● **PROBLEM REQUIREMENTS**
Give back only the part of the items below that opens with the line containing "the building facade" and closes with the line containing "[[225, 121]]", putting "building front" wherever "building facade" appears and leaving everything else the same.

● **SUPPLIED MATERIAL**
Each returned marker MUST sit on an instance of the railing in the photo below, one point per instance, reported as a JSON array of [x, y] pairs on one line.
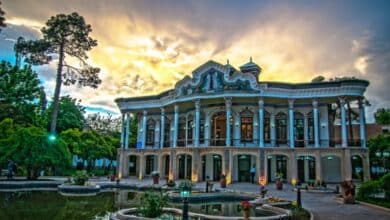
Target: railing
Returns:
[[250, 143]]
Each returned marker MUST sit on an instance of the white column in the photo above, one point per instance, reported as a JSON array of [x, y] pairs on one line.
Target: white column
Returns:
[[162, 128], [123, 131], [228, 102], [291, 121], [144, 129], [316, 126], [362, 117], [127, 130], [176, 126], [197, 122], [344, 142], [261, 122]]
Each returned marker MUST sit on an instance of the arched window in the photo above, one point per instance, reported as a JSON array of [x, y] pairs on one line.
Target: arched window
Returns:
[[190, 127], [281, 128], [299, 129], [267, 127], [167, 131], [246, 126], [150, 126], [182, 132], [310, 125]]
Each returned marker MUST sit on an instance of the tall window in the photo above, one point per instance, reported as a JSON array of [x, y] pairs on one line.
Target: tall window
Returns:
[[201, 129], [150, 132], [267, 127], [190, 126], [281, 128], [167, 130], [310, 122], [246, 126], [298, 129], [182, 132]]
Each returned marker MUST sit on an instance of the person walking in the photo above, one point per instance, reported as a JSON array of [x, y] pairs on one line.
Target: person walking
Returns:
[[253, 172]]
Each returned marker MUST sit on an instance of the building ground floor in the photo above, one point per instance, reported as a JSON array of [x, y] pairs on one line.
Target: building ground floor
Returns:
[[331, 165]]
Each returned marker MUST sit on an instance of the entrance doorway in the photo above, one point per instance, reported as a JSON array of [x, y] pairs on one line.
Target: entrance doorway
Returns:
[[218, 129], [185, 166], [244, 166]]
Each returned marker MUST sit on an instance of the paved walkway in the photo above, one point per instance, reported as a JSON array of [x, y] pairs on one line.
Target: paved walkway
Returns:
[[323, 206]]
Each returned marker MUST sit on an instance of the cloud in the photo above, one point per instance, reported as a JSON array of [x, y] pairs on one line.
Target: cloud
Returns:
[[145, 47]]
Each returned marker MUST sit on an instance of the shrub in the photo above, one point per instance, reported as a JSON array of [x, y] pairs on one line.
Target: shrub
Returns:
[[368, 188], [80, 177], [151, 204], [171, 183]]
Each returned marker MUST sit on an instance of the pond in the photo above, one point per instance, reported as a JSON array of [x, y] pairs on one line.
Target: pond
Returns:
[[51, 205]]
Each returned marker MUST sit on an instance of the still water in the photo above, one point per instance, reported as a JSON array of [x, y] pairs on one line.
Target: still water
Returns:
[[42, 205]]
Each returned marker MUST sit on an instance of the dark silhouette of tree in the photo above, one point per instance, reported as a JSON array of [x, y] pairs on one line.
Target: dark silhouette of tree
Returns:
[[2, 18], [382, 116], [64, 36]]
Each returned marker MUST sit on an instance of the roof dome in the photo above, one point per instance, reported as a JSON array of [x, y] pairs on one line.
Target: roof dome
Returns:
[[252, 68]]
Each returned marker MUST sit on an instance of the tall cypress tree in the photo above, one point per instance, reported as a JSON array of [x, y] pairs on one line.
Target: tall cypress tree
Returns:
[[64, 36]]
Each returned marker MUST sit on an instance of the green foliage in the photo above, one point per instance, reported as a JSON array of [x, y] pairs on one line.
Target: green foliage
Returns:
[[29, 147], [318, 79], [186, 184], [382, 116], [20, 94], [65, 36], [171, 183], [70, 114], [80, 177], [369, 188], [2, 19], [151, 204]]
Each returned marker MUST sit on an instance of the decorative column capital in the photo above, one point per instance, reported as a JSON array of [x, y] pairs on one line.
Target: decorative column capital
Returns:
[[342, 100], [291, 103], [315, 103], [197, 104], [228, 102], [261, 103], [361, 102]]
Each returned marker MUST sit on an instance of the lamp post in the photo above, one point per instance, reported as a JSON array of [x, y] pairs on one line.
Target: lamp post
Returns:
[[383, 155], [185, 192]]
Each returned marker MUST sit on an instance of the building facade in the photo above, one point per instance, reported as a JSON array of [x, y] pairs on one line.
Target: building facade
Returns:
[[225, 121]]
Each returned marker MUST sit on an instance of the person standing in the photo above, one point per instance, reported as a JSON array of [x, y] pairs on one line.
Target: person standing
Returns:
[[10, 169], [253, 172]]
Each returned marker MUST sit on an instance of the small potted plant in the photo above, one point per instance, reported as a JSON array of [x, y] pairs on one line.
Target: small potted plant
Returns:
[[156, 177], [246, 207], [279, 181], [263, 192], [223, 181]]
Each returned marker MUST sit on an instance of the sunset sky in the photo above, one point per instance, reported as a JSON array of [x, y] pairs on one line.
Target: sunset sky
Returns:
[[145, 47]]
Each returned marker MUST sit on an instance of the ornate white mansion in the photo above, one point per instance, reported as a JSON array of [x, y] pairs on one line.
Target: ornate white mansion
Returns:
[[224, 121]]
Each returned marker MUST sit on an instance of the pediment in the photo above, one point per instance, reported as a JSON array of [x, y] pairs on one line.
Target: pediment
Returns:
[[214, 77]]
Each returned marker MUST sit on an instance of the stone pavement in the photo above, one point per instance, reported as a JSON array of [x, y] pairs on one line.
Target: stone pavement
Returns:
[[323, 206]]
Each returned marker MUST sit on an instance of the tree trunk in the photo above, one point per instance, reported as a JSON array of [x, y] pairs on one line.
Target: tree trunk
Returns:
[[350, 121], [57, 91]]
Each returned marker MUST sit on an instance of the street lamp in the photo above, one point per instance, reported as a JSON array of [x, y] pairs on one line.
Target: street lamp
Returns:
[[185, 193]]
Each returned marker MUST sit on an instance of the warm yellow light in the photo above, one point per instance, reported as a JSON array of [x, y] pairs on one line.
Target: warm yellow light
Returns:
[[262, 180], [293, 181]]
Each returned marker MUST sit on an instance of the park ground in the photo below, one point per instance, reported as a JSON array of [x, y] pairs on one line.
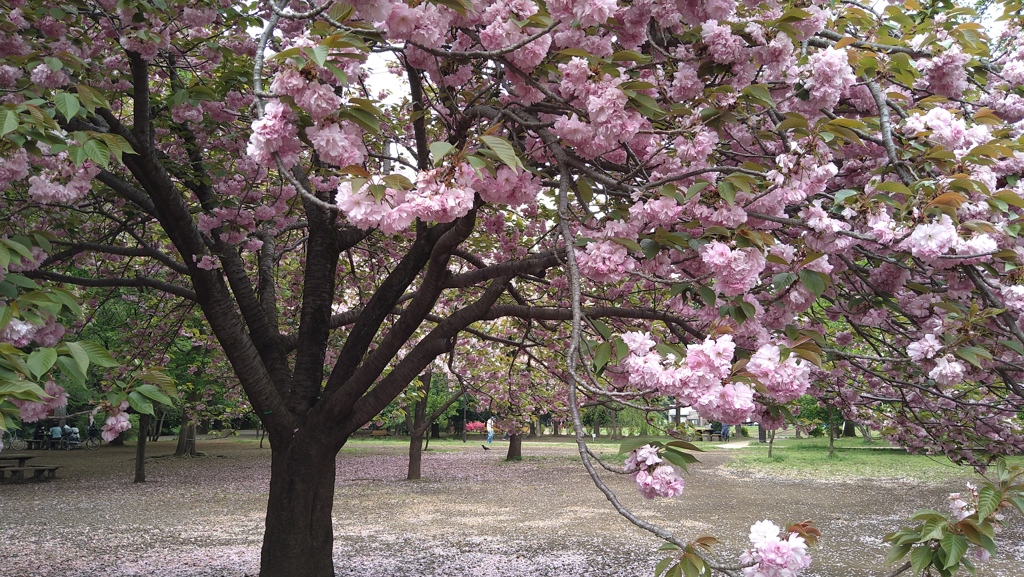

● **THE OUTPUT**
Each returned marker MUST sit on an instance of the building front in the photo above, one point per instance, reported as a JSON array of [x, y] pairs on one line.
Target: building front
Returns:
[[225, 121]]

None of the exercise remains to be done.